>> BEGIN

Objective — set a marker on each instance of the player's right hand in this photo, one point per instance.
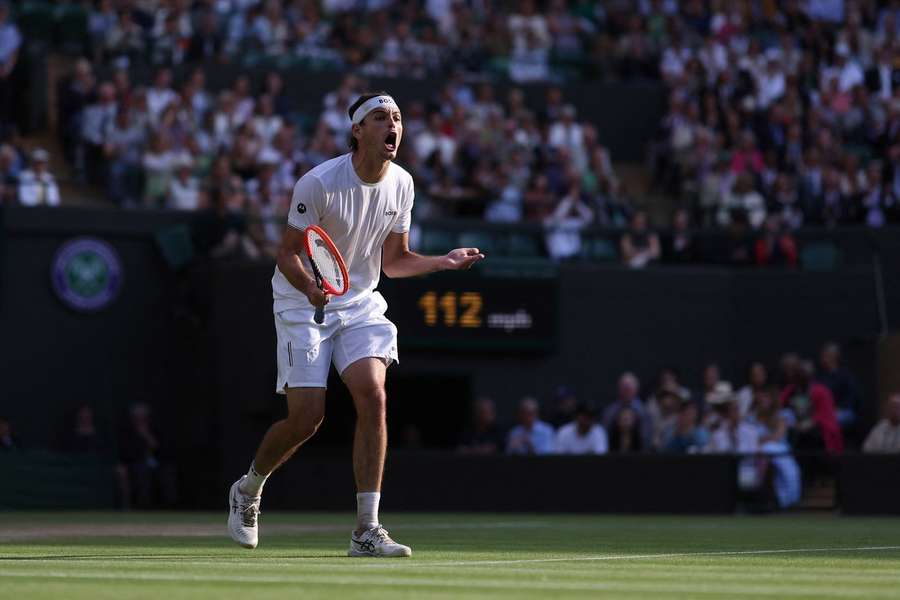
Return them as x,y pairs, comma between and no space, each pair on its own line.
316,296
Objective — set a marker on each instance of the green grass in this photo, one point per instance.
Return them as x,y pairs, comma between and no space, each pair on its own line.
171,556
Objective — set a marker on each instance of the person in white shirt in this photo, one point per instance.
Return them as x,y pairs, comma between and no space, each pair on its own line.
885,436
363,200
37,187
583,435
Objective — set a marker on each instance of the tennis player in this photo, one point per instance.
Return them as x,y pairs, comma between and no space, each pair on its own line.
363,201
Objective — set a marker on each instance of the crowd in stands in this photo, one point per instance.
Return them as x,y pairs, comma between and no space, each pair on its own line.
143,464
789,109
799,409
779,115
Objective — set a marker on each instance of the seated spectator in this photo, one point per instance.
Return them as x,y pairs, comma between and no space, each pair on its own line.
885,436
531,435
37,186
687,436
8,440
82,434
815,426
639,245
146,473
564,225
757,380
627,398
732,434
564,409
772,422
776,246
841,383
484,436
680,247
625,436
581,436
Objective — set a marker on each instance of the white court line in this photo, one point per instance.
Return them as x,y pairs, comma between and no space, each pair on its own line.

>> END
>> BEGIN

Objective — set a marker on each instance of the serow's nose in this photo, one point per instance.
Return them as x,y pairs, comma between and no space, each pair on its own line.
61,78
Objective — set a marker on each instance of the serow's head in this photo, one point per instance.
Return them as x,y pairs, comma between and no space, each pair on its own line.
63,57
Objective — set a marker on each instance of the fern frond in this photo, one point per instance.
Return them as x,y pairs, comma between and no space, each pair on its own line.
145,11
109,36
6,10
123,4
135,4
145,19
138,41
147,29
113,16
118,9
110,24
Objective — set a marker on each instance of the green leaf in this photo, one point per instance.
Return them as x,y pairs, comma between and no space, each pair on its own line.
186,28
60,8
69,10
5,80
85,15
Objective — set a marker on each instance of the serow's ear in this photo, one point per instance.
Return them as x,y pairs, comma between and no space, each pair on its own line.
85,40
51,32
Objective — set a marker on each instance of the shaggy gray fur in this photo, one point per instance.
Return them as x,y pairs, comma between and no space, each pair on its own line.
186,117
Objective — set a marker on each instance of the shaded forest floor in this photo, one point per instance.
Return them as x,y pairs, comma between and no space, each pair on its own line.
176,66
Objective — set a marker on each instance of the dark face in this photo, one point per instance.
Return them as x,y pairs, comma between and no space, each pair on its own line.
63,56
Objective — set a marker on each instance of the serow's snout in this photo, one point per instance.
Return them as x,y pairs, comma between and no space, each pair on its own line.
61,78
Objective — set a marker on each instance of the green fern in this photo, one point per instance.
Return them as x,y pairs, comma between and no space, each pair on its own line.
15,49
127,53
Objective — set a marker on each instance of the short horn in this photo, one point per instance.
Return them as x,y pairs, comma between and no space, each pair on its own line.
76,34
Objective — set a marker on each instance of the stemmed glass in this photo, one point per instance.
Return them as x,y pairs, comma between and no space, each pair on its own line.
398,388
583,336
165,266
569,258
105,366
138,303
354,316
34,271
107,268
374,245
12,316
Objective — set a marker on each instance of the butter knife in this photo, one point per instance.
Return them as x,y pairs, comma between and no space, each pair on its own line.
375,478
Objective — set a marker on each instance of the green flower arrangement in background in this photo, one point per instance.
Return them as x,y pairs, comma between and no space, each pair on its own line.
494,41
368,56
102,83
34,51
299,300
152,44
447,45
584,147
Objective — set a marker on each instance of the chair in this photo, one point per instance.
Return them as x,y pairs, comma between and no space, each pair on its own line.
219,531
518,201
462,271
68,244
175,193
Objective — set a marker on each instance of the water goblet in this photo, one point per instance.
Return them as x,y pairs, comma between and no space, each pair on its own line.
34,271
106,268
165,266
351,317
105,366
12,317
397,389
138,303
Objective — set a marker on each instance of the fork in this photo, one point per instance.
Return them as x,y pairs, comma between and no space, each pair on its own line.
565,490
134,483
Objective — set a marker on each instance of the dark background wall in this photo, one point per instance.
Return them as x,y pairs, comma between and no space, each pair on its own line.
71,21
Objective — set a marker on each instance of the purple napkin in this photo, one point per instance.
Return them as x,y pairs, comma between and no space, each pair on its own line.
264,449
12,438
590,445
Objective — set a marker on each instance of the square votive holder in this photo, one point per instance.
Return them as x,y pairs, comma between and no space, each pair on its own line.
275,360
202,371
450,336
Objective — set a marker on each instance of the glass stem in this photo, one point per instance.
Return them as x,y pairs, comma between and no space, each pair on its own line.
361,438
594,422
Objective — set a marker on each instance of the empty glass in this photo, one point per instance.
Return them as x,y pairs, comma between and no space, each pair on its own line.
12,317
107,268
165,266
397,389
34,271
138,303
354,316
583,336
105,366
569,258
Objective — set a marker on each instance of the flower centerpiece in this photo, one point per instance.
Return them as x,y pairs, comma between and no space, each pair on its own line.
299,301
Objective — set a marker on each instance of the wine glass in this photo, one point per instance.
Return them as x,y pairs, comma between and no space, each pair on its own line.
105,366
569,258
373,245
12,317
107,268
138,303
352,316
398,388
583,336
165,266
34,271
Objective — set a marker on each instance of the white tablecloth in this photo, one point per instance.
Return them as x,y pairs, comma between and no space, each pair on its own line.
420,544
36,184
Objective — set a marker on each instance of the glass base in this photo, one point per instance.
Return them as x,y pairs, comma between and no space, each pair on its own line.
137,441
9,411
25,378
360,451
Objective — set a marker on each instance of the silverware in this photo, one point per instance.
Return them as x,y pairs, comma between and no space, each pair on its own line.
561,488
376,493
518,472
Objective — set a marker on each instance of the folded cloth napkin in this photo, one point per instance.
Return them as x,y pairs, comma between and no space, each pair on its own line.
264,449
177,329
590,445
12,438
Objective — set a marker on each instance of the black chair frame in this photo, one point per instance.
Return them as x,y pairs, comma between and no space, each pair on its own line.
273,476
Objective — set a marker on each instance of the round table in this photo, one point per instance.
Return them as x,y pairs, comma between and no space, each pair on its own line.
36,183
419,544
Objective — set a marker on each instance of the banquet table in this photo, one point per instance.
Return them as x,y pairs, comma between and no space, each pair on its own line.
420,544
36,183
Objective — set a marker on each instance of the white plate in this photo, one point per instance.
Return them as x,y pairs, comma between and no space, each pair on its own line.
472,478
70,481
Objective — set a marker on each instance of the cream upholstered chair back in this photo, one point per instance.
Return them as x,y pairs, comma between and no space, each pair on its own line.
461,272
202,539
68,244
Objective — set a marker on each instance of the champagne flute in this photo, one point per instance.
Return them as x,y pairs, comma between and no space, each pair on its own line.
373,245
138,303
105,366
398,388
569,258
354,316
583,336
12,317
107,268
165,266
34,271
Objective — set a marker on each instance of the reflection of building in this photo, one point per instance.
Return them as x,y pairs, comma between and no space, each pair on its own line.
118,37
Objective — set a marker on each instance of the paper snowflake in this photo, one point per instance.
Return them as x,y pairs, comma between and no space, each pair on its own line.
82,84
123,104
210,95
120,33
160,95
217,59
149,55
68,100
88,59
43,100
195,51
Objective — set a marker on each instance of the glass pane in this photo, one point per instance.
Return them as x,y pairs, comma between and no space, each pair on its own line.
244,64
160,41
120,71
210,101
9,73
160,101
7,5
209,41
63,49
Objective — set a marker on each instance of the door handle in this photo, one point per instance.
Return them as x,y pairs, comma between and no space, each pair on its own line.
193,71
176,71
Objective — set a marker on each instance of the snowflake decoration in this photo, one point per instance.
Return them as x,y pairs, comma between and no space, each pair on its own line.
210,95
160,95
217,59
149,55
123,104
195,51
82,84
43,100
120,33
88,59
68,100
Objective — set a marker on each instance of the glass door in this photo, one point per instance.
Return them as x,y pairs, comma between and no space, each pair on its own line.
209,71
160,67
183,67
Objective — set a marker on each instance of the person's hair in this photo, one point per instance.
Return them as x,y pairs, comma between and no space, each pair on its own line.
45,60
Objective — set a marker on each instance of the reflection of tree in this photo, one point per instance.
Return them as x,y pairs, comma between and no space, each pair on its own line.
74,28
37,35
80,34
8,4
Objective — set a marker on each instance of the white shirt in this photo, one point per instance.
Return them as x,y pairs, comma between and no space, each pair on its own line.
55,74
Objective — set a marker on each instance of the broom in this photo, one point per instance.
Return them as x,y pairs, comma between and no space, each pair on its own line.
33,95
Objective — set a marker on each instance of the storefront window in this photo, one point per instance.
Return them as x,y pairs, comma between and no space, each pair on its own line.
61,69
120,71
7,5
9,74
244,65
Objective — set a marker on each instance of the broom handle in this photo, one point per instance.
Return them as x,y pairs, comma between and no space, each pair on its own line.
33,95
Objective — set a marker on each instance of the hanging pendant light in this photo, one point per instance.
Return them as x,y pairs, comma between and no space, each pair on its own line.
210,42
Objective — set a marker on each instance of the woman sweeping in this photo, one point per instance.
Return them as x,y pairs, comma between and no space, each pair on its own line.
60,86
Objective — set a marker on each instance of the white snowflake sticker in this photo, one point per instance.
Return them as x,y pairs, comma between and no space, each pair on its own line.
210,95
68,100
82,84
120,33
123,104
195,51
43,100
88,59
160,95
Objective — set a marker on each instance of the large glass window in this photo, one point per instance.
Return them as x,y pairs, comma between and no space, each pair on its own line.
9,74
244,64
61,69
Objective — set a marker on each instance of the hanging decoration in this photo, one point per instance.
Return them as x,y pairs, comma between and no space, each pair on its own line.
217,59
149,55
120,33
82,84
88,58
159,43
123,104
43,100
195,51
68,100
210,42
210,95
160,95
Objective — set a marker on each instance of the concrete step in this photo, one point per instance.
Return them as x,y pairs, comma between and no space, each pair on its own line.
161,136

>> END

Task brief:
Tally the lines in the items above that contain the word "chair", and reply with that count alone.

Answer to this problem:
3